• THE INPUT:
__________________________________________________

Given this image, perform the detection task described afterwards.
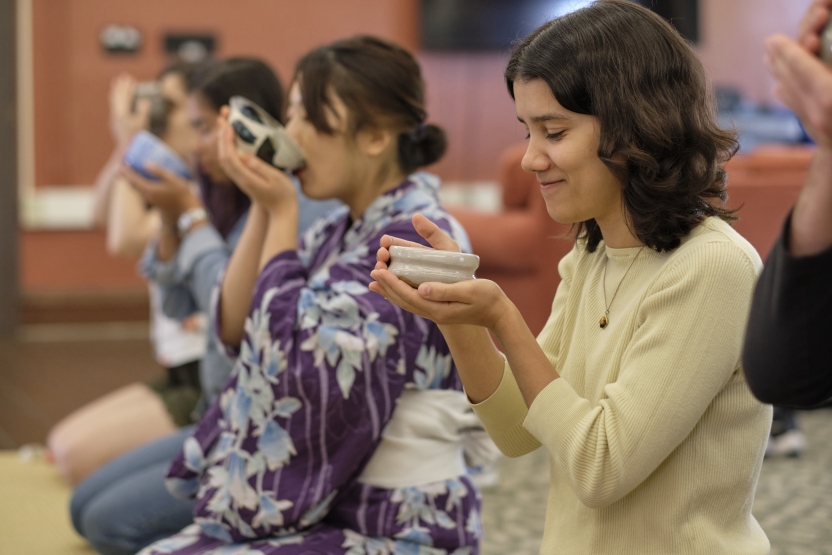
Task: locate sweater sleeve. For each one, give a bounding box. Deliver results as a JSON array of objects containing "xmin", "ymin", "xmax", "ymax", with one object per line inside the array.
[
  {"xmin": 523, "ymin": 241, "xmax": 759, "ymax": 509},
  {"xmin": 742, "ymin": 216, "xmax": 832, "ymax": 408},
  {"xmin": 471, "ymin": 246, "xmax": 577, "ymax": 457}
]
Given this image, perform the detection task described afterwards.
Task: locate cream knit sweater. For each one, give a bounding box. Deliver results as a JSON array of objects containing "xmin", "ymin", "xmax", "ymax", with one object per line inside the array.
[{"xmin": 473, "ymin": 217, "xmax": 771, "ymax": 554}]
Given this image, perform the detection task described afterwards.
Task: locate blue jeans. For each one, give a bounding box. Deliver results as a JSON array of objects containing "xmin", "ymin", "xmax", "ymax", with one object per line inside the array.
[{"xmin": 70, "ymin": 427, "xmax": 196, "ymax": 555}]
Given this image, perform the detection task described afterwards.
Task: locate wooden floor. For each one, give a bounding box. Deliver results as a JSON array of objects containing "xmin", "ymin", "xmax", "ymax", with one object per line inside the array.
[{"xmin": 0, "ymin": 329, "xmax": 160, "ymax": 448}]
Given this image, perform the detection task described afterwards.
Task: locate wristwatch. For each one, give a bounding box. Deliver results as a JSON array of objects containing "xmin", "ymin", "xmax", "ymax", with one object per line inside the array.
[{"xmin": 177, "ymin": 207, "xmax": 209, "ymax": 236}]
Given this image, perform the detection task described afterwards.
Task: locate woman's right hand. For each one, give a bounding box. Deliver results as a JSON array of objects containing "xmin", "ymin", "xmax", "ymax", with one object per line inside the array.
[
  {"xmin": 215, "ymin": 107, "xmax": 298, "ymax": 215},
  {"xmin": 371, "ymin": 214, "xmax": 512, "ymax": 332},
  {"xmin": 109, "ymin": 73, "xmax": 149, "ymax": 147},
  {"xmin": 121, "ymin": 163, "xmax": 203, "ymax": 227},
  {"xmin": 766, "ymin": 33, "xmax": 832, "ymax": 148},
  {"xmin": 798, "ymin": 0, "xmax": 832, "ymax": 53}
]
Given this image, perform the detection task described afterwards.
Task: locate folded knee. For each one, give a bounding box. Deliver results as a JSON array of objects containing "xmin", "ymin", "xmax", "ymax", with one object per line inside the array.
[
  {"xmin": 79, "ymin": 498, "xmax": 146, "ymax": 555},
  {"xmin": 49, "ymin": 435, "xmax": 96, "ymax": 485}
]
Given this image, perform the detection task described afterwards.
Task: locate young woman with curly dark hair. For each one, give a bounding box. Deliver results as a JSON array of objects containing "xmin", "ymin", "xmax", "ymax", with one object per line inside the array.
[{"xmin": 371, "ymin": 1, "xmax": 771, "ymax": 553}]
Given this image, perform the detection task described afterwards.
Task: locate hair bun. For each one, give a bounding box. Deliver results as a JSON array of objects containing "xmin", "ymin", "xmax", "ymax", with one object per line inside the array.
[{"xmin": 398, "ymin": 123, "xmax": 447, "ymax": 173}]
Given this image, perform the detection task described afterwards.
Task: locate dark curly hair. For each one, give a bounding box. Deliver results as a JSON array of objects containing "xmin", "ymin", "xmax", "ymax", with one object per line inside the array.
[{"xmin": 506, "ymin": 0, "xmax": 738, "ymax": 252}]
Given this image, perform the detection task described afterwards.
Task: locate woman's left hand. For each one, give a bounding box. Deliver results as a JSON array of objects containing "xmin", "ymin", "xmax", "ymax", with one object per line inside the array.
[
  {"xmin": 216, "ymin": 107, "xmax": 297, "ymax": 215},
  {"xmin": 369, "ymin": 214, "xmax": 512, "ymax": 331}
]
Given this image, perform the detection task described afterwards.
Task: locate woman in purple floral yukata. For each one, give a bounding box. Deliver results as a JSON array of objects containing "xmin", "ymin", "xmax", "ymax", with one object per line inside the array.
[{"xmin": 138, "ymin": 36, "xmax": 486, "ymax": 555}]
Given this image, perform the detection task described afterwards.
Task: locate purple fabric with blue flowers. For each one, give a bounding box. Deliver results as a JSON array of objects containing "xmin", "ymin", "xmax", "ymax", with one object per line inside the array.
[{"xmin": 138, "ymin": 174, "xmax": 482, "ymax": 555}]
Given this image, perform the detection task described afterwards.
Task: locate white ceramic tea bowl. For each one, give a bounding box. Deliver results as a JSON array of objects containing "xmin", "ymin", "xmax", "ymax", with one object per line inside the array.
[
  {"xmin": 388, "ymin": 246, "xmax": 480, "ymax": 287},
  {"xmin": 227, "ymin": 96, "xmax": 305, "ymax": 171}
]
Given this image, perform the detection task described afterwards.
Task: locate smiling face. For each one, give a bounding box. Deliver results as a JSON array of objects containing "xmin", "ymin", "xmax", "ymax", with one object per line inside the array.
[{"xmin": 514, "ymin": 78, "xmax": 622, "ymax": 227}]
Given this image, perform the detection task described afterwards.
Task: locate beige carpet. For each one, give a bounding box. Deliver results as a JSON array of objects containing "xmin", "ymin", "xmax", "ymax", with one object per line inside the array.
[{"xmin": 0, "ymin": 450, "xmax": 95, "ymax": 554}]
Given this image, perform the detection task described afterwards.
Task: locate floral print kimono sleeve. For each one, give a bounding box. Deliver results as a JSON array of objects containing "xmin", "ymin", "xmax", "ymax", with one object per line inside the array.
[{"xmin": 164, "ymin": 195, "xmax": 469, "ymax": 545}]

__________________________________________________

• DIRECTIONS:
Repeat every record exactly, but not the pictures.

• RESPONSE AREA:
Given this image, perform the detection task described afterwards.
Task: locate sweater sleeve. For each one, give a bounding box. Deliver results as a JSON array of objects containing "xmin", "ymin", "xmax", "ymax", with one object per line inside the array.
[
  {"xmin": 523, "ymin": 241, "xmax": 759, "ymax": 509},
  {"xmin": 742, "ymin": 216, "xmax": 832, "ymax": 408},
  {"xmin": 471, "ymin": 246, "xmax": 577, "ymax": 457}
]
Given this image, perform the detection task described afterwards.
Task: locate cream knit sweater. For each one, give a bounding box. Deliver results as a JSON array of objects containing "xmin", "ymin", "xmax", "ymax", with one object per line inside the array.
[{"xmin": 473, "ymin": 217, "xmax": 771, "ymax": 554}]
Given this image, perform the detection task described afterwards.
Task: locate blue jeans. For each one, give a bounding box. Deliver results as a JSON array of objects containing "xmin", "ymin", "xmax", "ymax", with one object per line inside the array.
[{"xmin": 70, "ymin": 427, "xmax": 196, "ymax": 555}]
Given this image, perform the detection task described afterwards.
Task: locate wooden floor. For each one, give a bounding box. Deliver results as a JSON array of objects containing "xmin", "ymin", "xmax", "ymax", with one object per line inside the array.
[{"xmin": 0, "ymin": 329, "xmax": 160, "ymax": 448}]
Given this image, perform the detection task described afterwards.
Task: locate wristwatch. For each one, give a bounding box. Deliver results as a JSON array of objects containing "xmin", "ymin", "xmax", "ymax", with one object per line inside the array.
[{"xmin": 177, "ymin": 207, "xmax": 209, "ymax": 236}]
Given this image, perform the detection task described afterwards.
Task: locate woman's right hand. For each one, give a bounding box. Deliver results as a JSON array of objects containing "xmin", "ymin", "xmax", "ymax", with one object per line inside the array.
[
  {"xmin": 215, "ymin": 107, "xmax": 298, "ymax": 215},
  {"xmin": 371, "ymin": 214, "xmax": 512, "ymax": 332},
  {"xmin": 109, "ymin": 73, "xmax": 149, "ymax": 147},
  {"xmin": 121, "ymin": 163, "xmax": 203, "ymax": 227},
  {"xmin": 766, "ymin": 33, "xmax": 832, "ymax": 148},
  {"xmin": 798, "ymin": 0, "xmax": 832, "ymax": 53}
]
Given this image, perform the detection task described afterwards.
Task: locate folded knee. For each one, give a bounding box. Deliver results as a JSON array of objects containing "xmin", "ymin", "xmax", "ymax", with one object per line inside the array.
[
  {"xmin": 79, "ymin": 498, "xmax": 146, "ymax": 555},
  {"xmin": 49, "ymin": 435, "xmax": 96, "ymax": 485}
]
Given this image, perform the detection task described afterwards.
Task: locate young woman with curly dark hair. For each one, give a bounding box. Deliver results as a JSON array of objects containing "xmin", "ymin", "xmax", "ymax", with one object per line inside the array.
[{"xmin": 371, "ymin": 1, "xmax": 771, "ymax": 553}]
Given this image, perform the detection task described afterwards.
Task: locate hair bun. For each one, give a bounding box. Deliver results as a JSON array of objects containing "xmin", "ymin", "xmax", "ymax", with one object per line inside the array.
[{"xmin": 398, "ymin": 123, "xmax": 447, "ymax": 173}]
Given this image, perform the detection task described afterwards.
Task: locate dark curly hair. For each one, give a bounding box. Deliver results as a JSON array of objects containing "xmin", "ymin", "xmax", "ymax", with one object per line inside the array.
[{"xmin": 506, "ymin": 0, "xmax": 738, "ymax": 252}]
Given this image, perform the detection task described afterwards.
Task: locate woman's left hand. For each one, give a bounding box. Deliver results as a JSON array of objects containing "xmin", "ymin", "xmax", "ymax", with one object per line inside the array.
[
  {"xmin": 216, "ymin": 107, "xmax": 297, "ymax": 215},
  {"xmin": 369, "ymin": 214, "xmax": 512, "ymax": 331}
]
Given this image, perform the detection task described afterwards.
Task: locate woman in purple floral yukata. For each one, give a bounding box. Deliver results as a JSON array of objects containing "xmin", "ymin", "xmax", "ymax", with one object per line inside the array.
[{"xmin": 138, "ymin": 36, "xmax": 486, "ymax": 555}]
Given this image, perform the detection task described afterwards.
Task: locate purple fabric with blue flowers. For each one, give a bounding box. Deliver results as a JSON array of objects containing "xmin", "ymin", "xmax", "ymax", with one object per line inside the array.
[{"xmin": 138, "ymin": 174, "xmax": 482, "ymax": 555}]
Given this image, perform the detection task described afterwards.
Task: locate white ceramic tea bowl. For each one, give a bounding box. Deliver results as a JSON array of objects containing "xmin", "ymin", "xmax", "ymax", with one object per line inside the array.
[
  {"xmin": 388, "ymin": 246, "xmax": 480, "ymax": 287},
  {"xmin": 227, "ymin": 96, "xmax": 305, "ymax": 171}
]
Given this image, perform the detection task described afterwards.
Task: locate smiling face. For each one, give a bounding box. Deliver results as a JSON array of objects containing "xmin", "ymin", "xmax", "ymax", with one object per line inside the array.
[{"xmin": 514, "ymin": 78, "xmax": 622, "ymax": 227}]
Given this image, perform the detection task described afterwards.
Task: locate beige carpet. For each one, give a bounding box. Deliver results as a JSON array of objects containing "xmin", "ymin", "xmax", "ymax", with one object per line inside the array.
[{"xmin": 0, "ymin": 450, "xmax": 95, "ymax": 554}]
Given this image, perform the detection task described afterwards.
Task: locate floral print kimono sleeve. For each one, give a bounding box. Deliver results as a JSON array of objects containing "xmin", "ymin", "xmax", "ymax", with one object per line inside the array.
[{"xmin": 164, "ymin": 195, "xmax": 469, "ymax": 545}]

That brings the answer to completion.